■ Tâches à réaliser ■
1 - Relevez toutes les lignes des entrées qui contiennent le mot « shutter », en tenant compte de la casse.
2 - Rédigez la suite du texte sur l'histoire rurale de Saint-Léonard, en reprenant juste après sa dernière phrase.

■ Texte du document ■

Maison François-Dagenais à l’hiver 2019 (Stéphane Tessier)

SAINT-LÉONARD, LE JARDIN DE MONTRÉAL

À l’époque de la Nouvelle-France, un premier réseau routier est créé. Il s’agit du fameux système des « côtes », appelées aussi « rangs »,  qui sont des chemins parallèles au cours d’eau, donc dans un axe est-ouest dans le contexte montréalais. Ce sont sur ces côtes que l’on retrouvera les habitations et noyaux villageois. On crée aussi à la même époque les « montées » pour se déplacer d’une côte à l’autre, dans un axe nord-sud. La Côte Saint-Michel est ainsi ouverte en 1699. Il s’agit de l’actuelle rue Jarry. La partie est deviendra en 1717 la Côte Saint-Léonard. Quant à la paroisse de Saint-Léonard-de-Port-Maurice, elle sera quant à elle créée en 1885, et la municipalité du même nom un an plus tard, soit en 1886.

Faisons ici tout de suite un pas dans l’avenir pour nous propulser au babyboom qui suit la Deuxième Guerre mondiale et qui provoque une forte demande en logements. L’accessibilité à l’automobile et l’établissement de l’autoroute Métropolitaine va faciliter alors l’étalement et l’urbanisation du nord de l’île de Montréal, ce qui fera disparaître les traces d’un monde rural qui y prospérait. Il est un devoir, selon moi, de veiller à la préservation et à la mise en valeur d’un patrimoine bâti qui témoigne de cette période lointaine où Saint-Léonard était surnommé  « le jardin de Montréal ».

L’oeuvre d’art public « Le semeur » situé sur la place des Pionniers à Saint-Léonard (Stéphane Tessier)

Le tronçon de la rue Jarry entre Lacordaire et Pascal-Gagnon représente un héritage unique de cette époque grâce à la présence de plusieurs édifices érigés aux 18e et 19e siècles. Le noyau villageois de ce Saint-Léonard rural se situe à proximité de l’église Saint-Léonard-de-Port-Maurice.

Armand Delorme de Saint-Léonard au championnat provincial de labour de 1921 à Beauport, où il sera couronné champion (Source : « Histoire de Saint-Léonard. 1886-1986 » par Hélène-Andrée Bizier et Jacques Lacoursière; Corporation des fêtes du centenaire de la Ville Saint-Léonard; 1986)

■ Ensemble des entrées ■
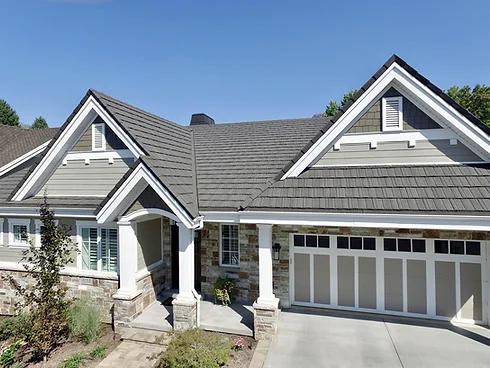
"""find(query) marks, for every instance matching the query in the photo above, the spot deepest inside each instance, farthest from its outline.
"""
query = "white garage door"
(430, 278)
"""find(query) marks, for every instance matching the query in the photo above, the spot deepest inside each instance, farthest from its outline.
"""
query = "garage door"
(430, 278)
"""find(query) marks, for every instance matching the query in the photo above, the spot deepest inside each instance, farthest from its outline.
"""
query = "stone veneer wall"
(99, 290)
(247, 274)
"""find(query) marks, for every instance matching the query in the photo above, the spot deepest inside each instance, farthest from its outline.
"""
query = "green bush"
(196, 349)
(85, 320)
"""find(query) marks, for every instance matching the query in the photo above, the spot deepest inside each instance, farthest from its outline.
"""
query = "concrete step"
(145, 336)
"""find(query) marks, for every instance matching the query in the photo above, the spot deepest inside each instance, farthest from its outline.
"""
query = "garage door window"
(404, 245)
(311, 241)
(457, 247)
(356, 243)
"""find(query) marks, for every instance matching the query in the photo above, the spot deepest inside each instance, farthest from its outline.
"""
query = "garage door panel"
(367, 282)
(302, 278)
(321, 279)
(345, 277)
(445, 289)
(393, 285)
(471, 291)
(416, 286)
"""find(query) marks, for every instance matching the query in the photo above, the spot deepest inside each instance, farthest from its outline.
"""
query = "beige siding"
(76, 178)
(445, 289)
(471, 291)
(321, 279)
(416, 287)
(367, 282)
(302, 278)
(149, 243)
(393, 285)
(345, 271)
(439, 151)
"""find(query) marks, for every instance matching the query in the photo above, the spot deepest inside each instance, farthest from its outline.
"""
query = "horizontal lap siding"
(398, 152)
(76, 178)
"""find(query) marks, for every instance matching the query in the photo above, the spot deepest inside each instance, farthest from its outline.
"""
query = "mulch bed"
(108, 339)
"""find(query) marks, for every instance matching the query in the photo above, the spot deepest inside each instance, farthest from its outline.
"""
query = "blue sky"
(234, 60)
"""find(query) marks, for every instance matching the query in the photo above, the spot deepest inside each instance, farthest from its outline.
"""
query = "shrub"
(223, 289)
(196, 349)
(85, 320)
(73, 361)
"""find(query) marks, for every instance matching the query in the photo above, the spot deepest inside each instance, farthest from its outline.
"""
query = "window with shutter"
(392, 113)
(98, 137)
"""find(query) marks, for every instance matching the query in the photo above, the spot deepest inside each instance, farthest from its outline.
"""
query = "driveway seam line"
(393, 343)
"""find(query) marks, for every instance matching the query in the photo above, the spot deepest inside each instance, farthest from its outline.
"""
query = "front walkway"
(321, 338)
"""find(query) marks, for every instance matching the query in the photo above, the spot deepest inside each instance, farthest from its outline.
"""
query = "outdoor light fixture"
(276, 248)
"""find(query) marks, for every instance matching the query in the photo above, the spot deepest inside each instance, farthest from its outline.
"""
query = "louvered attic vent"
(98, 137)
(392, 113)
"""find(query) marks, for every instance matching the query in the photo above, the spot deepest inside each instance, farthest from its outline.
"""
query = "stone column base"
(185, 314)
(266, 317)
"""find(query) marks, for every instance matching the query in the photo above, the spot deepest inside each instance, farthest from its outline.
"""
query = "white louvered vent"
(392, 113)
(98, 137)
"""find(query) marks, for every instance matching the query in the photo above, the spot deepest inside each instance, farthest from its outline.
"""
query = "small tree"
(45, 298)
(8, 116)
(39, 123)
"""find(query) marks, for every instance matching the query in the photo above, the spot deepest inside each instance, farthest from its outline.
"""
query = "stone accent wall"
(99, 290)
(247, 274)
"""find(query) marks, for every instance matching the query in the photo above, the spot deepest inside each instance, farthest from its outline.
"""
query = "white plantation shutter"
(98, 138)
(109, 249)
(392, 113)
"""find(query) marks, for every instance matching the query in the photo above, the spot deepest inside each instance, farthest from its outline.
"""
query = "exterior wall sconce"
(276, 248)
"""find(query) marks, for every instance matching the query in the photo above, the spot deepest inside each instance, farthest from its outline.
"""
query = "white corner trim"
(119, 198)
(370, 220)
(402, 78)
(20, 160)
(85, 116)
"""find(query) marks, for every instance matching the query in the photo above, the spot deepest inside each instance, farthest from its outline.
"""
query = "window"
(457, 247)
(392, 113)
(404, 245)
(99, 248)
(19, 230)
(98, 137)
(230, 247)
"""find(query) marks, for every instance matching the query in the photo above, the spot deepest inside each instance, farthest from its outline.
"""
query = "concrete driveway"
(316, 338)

■ Résultats obtenus ■
1 -
query = "window with shutter"
query = "white plantation shutter"

2 -
Située au 5505, rue Jarry Est, l’église Saint-Léonard-de-Port-Maurice est typique de celle d’un petit village rural du 19e siècle. Construite en 1889, elle est de pierre grise, ce qui est courant à ce moment. Les églises de paroisses canadiennes-françaises sont d’ordinaire des constructions symétriques à un seul clocher ou à deux clochers pour une paroisse plus importante… ou se voulant être plus importante! Celle de Saint-Léonard-de-Port-Maurice nous rappelle donc que Saint-Léonard était composée très majoritairement de Canadiens-Français catholiques. Elle est l’œuvre de l’architecte Henri-Maurice Perrault, à qui l’on doit le Monument National, boulevard Saint-Laurent. L’église a subi deux incendies, soit en 1907 et en 1930. Ce dernier causa de grands dommages qui ont nécessité d’immenses travaux de restauration, dont la flèche du clocher qui fut passablement modifiée.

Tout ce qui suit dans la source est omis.